TASK STATEMENT »
Please extend the news article about the Baltimore protests over Freddie Gray's death, picking up right after its final sentence.

PASSAGE TO READ »
==============================
Sunday, April 26, 2015

Scenes of Rebellion in Baltimore as Thousands Protest Freddie Gray’s Death
By SHERYL GAY STOLBERG and STEPHEN BABCOCK
New York Times
APRIL 25, 2015

BALTIMORE — A largely peaceful protest over the death of Freddie Gray, a 25-year-old black man who suffered a spinal cord injury in police custody, gave way to scattered scenes of chaos here on Saturday night, as demonstrators smashed a downtown storefront window, threw rocks and bottles and damaged police cruisers, while officers in riot gear broke up skirmishes and made 12 arrests near Camden Yards.

Shortly before 10 p.m., Mayor Stephanie Rawlings-Blake convened a news conference at City Hall, where she appeared with several others — including Mr. Gray’s twin sister, Fredericka; a prominent pastor, Jamal Bryant; and City Councilman Brandon Scott — to appeal for calm. By that time the disturbances had largely settled.

Mr. Gray’s sister, appearing composed less than 48 hours before her brother’s scheduled funeral, spoke only briefly, saying, “Freddie Gray would not want this. Freddie’s father and mother does not want the violence.”
==============================
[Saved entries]

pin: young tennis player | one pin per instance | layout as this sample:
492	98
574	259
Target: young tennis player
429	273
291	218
==============================
TASK ANSWER »
Hours earlier, a racially diverse and mostly calm crowd of hundreds — and by some estimates more than 1,000 — marched through the streets, clogging intersections, carrying signs and shouting, “All night, all day, we’re gonna fight for Freddie Gray!” They made their way from the Gilmor Homes — the squat brick public West Baltimore housing development where Mr. Gray was arrested on April 12 — through the sparkling downtown harbor, a major tourist attraction here, before assembling on a plaza at City Hall.

There, Malik Shabazz, president of Black Lawyers for Justice, a Washington, D.C.-based group that called for the demonstration and advertised it on social media, told the crowd that he would release them in an hour, adding: “Shut it down if you want to! Shut it down!”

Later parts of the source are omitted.